● Document section
════

Given two numbers, x and y, find the position of the rightmost different bit of the two numbers.

Example 1:

  • Input: x=11, y=9
  • Output: 2

11 - 1011
9 - 1001

The second rightmost bit is different, hence, the answer is 2.

Solution

We’ll use bitwise XOR and find the position of the rightmost set bit.

The steps involved in the solution are as follows:

  1. Find the bitwise XOR of x and y. Here, the different bits of x and y become set in x ^ y. If the numbers are identical, then the XOR will be zero, and there will be no different bit.
  2. Find the position of the rightmost set bit of the result of step 1. Refer to How to find the position of the rightmost set bit of an integer? for the implementation.

Example of the algorithm:

  • 11 - 1011
  • 9 - 1001
  • 11 ^ 9 - 0110

The position of the rightmost set of bits is 2.

Code example

Let’s look at the code below:

public class Main {

    static int findOnlySetBitPos(int n){
        return (int)((Math.log10(n)) / Math.log10(2)) + 1;
    }

    static int positionOfRightmostSetBit(int num){
        if((num & 1) != 0) return 1;

        // Step 1
        int andOp = num & (num - 1);
        // Step 2
        int xorOp = num ^ andOp;
        // Step 3
        return findOnlySetBitPos(xorOp);
    }

    public static void main(String[] args) {
        int x = 11;
        int y = 9;
        int xorOp = x ^ y;
        if(xorOp == 0)

════

● Given entries
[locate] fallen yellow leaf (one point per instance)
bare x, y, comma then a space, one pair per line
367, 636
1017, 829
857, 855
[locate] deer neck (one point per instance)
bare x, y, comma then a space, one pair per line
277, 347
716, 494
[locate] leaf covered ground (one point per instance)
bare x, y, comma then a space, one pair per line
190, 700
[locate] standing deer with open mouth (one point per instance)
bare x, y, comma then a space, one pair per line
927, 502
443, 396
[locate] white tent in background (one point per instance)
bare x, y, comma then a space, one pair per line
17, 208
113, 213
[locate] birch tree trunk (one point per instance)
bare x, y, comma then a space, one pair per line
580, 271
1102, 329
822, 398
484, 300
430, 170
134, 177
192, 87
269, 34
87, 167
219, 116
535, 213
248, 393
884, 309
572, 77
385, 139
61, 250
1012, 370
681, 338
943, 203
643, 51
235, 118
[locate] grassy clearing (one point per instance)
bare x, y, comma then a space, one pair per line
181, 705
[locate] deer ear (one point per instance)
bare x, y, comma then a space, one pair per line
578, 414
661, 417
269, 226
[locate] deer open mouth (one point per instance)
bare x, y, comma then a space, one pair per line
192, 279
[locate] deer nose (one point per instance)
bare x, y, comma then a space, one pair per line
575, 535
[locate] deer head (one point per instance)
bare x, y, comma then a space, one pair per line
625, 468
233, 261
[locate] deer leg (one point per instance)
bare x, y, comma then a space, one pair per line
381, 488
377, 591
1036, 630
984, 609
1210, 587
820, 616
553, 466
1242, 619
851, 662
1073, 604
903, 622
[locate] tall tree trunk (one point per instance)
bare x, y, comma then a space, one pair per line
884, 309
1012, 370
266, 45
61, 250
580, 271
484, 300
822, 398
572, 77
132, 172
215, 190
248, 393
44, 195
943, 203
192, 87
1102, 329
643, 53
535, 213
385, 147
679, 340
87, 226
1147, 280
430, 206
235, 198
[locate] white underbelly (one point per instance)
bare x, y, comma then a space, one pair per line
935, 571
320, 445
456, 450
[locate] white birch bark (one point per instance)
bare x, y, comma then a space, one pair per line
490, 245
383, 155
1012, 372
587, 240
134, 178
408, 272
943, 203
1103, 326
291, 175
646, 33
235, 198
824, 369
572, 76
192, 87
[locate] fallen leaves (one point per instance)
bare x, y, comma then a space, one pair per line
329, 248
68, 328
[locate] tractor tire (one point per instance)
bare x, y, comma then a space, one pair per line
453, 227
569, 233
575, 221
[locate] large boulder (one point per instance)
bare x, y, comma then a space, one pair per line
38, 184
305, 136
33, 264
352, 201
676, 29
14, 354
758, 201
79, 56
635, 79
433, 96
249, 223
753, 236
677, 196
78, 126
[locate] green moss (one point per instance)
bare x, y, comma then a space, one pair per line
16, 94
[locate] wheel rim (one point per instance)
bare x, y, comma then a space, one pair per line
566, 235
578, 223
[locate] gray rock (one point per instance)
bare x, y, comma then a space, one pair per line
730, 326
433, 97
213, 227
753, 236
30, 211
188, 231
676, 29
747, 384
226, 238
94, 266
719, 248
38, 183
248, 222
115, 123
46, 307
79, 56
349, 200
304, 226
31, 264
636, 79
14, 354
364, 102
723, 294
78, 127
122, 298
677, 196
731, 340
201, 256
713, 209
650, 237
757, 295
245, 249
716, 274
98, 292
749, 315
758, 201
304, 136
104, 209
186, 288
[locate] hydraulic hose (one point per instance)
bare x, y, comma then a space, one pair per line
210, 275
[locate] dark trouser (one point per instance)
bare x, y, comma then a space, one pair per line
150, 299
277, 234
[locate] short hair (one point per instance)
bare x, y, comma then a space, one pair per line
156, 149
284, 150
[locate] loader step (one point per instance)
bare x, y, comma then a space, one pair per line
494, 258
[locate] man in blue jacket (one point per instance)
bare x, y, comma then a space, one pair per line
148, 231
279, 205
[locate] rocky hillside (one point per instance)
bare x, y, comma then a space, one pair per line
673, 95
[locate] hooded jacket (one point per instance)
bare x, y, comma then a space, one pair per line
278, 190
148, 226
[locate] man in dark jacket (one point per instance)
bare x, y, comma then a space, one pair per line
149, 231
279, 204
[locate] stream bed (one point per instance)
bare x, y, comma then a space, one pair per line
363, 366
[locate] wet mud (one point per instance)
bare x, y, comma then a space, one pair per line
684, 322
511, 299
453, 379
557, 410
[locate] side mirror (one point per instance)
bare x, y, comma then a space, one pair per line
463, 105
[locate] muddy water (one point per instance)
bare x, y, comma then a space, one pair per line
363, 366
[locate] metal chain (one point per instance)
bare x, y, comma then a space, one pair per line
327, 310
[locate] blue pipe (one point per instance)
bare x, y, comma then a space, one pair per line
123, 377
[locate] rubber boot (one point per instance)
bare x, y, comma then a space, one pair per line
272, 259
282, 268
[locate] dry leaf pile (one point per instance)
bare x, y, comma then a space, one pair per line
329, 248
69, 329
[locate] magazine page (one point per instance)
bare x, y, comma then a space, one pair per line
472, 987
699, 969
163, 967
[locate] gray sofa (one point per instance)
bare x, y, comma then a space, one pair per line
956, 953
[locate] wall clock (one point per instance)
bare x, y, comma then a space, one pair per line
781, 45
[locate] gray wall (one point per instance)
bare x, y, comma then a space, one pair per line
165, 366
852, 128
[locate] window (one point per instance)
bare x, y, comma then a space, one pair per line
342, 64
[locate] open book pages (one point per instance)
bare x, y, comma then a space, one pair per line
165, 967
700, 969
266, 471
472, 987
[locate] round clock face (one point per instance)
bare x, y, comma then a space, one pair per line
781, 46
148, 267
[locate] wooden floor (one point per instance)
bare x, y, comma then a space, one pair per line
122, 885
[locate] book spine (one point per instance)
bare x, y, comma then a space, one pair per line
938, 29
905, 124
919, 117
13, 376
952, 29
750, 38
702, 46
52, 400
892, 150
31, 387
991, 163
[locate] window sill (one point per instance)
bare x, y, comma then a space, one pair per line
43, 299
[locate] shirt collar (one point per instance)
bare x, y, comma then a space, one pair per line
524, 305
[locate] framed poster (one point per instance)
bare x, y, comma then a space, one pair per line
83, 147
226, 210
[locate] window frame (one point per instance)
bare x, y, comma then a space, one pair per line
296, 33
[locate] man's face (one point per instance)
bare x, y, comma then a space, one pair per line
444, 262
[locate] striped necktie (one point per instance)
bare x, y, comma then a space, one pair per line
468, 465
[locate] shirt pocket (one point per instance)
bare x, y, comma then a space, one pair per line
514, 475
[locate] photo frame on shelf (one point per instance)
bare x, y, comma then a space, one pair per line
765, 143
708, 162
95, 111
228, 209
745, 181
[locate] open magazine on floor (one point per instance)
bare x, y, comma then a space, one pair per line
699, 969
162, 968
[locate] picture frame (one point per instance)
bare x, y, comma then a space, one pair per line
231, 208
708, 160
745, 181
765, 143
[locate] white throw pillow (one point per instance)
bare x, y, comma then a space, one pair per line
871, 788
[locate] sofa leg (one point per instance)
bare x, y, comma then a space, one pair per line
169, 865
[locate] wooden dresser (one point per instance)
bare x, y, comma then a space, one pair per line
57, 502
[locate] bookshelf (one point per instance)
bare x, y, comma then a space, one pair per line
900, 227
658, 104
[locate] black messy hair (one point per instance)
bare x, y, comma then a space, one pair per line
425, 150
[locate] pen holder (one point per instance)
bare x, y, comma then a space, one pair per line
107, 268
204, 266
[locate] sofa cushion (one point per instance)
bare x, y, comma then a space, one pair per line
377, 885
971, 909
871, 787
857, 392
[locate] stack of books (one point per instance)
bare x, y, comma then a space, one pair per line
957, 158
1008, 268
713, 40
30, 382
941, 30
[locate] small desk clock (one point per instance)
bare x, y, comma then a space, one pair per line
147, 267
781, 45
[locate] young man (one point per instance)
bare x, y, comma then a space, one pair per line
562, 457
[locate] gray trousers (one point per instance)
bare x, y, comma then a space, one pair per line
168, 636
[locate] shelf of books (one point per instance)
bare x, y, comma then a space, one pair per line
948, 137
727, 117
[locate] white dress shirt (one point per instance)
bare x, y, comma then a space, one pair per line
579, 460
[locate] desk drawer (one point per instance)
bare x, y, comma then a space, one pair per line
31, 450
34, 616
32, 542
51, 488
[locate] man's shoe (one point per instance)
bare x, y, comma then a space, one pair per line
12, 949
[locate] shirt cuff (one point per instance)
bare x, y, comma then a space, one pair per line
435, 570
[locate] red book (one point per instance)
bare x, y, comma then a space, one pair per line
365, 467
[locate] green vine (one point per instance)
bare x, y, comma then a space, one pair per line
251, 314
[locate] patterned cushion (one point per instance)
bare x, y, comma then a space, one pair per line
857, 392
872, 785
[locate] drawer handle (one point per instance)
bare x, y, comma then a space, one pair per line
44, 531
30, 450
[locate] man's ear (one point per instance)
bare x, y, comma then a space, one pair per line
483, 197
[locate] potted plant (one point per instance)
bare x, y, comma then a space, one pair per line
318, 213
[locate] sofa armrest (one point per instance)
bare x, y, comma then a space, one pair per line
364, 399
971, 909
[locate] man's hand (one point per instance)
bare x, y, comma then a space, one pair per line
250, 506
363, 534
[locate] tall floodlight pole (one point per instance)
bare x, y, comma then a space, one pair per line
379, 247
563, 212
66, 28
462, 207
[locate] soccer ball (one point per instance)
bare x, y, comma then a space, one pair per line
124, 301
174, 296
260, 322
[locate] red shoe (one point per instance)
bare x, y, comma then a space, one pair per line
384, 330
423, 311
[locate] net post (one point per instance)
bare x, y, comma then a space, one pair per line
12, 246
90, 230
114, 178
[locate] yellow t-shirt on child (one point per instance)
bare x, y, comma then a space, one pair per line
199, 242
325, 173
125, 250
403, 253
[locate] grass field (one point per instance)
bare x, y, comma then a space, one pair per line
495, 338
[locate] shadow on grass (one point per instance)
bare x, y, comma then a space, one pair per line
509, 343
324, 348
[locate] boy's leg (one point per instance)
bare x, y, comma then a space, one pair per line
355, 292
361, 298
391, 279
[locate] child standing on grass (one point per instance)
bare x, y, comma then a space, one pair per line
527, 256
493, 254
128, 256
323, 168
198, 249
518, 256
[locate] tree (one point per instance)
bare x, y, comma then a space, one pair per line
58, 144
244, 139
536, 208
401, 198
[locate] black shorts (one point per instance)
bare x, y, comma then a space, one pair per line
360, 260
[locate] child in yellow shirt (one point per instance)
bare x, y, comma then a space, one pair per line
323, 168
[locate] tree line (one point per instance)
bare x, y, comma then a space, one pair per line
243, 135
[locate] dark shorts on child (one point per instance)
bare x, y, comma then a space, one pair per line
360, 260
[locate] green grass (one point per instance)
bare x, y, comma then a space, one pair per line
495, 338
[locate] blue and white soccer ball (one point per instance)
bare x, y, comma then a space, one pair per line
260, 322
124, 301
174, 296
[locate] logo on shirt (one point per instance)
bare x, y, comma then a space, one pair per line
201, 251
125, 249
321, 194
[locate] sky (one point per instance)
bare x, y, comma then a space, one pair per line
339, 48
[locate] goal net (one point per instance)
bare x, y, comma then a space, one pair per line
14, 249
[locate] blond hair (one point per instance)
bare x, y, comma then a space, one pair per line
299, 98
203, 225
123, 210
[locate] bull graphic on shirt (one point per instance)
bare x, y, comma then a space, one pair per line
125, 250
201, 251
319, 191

════

● Exercise tasks
**a)** Reproduce the stretch of the rightmost-different-bit article from "2. Find the" through "for the implementation.".
**b)** Shorten the step in the rightmost-different-bit article that begins "Find the bitwise XOR of x and y," keeping its main facts.

● Answer list
**a)**
2. Find the position of the rightmost set bit of the result of step 1. Refer to How to find the position of the rightmost set bit of an integer? for the implementation.

**b)** Compute x ^ y, which sets each bit where x and y differ. If the numbers are identical, the result is zero and no bit differs.